# [Job]
Write out again the lines from the one holding "Target: white cloud" through the one holding "454 29 L 448", inclusive, with the requests kept as they are. In the answers, raise every number, both the viewBox sizes and the outline coordinates, by 10.

# [Outline labeling entries]

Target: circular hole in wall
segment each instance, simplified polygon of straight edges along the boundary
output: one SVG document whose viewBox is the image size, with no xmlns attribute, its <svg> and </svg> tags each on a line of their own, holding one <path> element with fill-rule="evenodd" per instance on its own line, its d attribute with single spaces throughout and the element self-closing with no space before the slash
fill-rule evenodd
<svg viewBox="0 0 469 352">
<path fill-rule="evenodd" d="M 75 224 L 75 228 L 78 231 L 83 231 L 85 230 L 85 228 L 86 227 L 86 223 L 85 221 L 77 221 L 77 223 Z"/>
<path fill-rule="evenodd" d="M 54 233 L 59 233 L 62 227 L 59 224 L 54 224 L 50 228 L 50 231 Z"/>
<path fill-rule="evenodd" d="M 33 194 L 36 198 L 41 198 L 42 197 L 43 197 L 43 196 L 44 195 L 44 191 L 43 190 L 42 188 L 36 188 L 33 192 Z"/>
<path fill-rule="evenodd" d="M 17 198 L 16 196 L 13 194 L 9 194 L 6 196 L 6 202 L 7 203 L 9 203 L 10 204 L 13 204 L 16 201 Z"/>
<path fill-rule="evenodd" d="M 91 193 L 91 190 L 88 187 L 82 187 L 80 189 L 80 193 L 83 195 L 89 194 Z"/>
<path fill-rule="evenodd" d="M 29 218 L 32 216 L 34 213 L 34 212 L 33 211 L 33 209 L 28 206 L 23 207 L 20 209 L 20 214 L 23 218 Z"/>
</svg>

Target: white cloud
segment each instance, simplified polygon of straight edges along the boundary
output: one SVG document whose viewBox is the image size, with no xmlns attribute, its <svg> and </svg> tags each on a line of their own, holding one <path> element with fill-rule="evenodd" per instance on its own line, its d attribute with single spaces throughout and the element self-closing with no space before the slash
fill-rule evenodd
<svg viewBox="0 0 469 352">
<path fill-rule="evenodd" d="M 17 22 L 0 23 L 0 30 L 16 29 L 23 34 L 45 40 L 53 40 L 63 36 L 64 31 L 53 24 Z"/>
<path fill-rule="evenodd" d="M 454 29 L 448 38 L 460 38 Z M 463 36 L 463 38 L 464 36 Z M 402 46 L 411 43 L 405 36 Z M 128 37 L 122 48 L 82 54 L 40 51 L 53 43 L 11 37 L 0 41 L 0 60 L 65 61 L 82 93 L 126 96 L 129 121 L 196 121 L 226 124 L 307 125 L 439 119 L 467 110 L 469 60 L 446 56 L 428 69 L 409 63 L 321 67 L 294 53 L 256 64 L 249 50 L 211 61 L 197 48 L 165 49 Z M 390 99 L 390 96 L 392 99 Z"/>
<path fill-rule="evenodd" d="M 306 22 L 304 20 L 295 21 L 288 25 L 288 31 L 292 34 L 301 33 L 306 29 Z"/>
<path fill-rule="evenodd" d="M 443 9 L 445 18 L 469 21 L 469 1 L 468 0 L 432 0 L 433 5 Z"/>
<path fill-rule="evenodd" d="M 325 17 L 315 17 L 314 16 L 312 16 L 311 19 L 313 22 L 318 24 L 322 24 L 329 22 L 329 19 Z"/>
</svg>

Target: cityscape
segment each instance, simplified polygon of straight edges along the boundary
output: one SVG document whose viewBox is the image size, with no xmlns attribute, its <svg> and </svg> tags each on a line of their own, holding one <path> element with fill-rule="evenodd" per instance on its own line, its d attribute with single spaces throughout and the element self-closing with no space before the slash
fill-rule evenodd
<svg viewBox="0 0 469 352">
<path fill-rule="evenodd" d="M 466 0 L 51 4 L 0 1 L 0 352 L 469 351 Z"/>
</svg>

# [Solution for this exercise]
Target: white cloud
segment each instance, simplified polygon of straight edges along the boundary
output: one SVG document whose viewBox is the image size, with no xmlns attribute, its <svg> and </svg> tags each on a line of their own, holding one <path> element with fill-rule="evenodd" per instance on its own line, its d attribute with single spaces throughout and the element self-closing with no space before the slash
fill-rule evenodd
<svg viewBox="10 10 479 362">
<path fill-rule="evenodd" d="M 27 32 L 10 33 L 10 40 L 26 39 L 33 44 L 55 50 L 63 50 L 73 46 L 74 41 L 63 34 Z"/>
<path fill-rule="evenodd" d="M 464 39 L 458 48 L 470 48 Z M 473 46 L 473 48 L 474 46 Z M 412 56 L 421 53 L 415 46 Z M 138 47 L 132 58 L 92 64 L 50 61 L 63 53 L 21 47 L 10 51 L 10 70 L 75 71 L 92 103 L 136 106 L 139 131 L 206 131 L 236 134 L 317 135 L 449 129 L 477 120 L 479 70 L 456 66 L 438 79 L 419 73 L 331 77 L 304 63 L 266 74 L 259 60 L 221 71 L 207 58 L 175 59 Z M 400 109 L 400 106 L 402 109 Z"/>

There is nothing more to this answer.